>> begin DATASET RECORDS

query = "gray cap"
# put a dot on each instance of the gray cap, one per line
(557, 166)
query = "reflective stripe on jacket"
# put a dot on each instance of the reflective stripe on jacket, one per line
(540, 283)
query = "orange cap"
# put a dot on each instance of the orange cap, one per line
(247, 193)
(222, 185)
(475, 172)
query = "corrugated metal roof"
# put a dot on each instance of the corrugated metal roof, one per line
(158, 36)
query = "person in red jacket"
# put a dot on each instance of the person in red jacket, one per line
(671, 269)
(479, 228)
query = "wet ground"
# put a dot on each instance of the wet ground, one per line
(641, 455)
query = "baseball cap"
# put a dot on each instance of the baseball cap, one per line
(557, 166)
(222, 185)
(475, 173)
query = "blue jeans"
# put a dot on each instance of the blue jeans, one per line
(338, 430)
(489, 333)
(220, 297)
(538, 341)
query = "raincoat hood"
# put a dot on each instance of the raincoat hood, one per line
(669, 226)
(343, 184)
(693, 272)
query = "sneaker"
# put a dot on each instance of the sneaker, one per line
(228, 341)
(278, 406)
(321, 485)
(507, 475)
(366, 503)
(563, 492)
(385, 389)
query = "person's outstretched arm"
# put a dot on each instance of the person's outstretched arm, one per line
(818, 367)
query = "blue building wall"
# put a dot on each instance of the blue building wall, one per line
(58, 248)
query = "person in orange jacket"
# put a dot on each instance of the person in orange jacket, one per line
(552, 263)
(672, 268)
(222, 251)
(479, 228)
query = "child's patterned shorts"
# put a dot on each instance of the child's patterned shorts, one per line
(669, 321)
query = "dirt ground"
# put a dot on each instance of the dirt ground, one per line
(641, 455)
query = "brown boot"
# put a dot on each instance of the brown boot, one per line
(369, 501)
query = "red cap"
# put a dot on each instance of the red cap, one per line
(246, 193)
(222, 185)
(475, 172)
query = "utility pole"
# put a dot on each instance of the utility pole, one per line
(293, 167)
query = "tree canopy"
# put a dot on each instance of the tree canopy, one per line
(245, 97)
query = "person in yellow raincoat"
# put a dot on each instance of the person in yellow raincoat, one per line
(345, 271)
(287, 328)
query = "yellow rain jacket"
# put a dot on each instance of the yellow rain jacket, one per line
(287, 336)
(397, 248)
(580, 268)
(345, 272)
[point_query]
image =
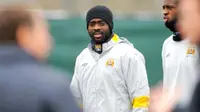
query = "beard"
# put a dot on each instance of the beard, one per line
(171, 25)
(105, 36)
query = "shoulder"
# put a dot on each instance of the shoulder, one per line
(168, 41)
(83, 53)
(129, 51)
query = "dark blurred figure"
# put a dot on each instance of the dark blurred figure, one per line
(189, 17)
(26, 83)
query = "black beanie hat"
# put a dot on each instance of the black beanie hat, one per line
(102, 12)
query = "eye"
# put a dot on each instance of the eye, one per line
(102, 23)
(91, 24)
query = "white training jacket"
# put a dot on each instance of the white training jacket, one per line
(180, 68)
(113, 81)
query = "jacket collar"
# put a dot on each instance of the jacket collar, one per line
(107, 45)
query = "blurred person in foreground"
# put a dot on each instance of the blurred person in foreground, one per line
(189, 17)
(110, 74)
(179, 57)
(27, 84)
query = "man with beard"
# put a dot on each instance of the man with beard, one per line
(110, 74)
(179, 57)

>> end DATASET RECORDS

EXERCISE TASK => Please rewrite the listing starting at the line that contains "[point_query]" and ending at the end of the listing, replacing "beard" with "mustache" and keeping everything else the same. Leave the pictures out of your answer.

REPLY TO THE EXERCISE =>
[point_query]
image =
query = "mustache"
# put a dot on each instance of the mustache, one per line
(171, 25)
(105, 36)
query = "shoulder"
# put a dot on each instance of the shoulder, one per line
(168, 41)
(83, 53)
(129, 51)
query = "dark blurred figure"
# put a dot on each instance of the dark blurred figure, one per line
(189, 17)
(26, 83)
query = "black beanie hat"
# put a dot on each instance of the black beanie hat, one per line
(102, 12)
query = "eye"
# put a dot on each instance of the eye, one per line
(102, 23)
(91, 24)
query = "white training jacket"
# put a dot on each instance of the white training jacket, one per line
(180, 68)
(113, 81)
query = "jacket collar"
# put a dot on each instance of the jacket collar, one per line
(107, 45)
query = "blurred person in foreground"
# put a dot on each instance of the blurred person in foreground, one per line
(189, 17)
(110, 74)
(179, 57)
(27, 84)
query = "man with mustache"
# put a dot on each instance of the man with mustache, one per line
(110, 74)
(179, 57)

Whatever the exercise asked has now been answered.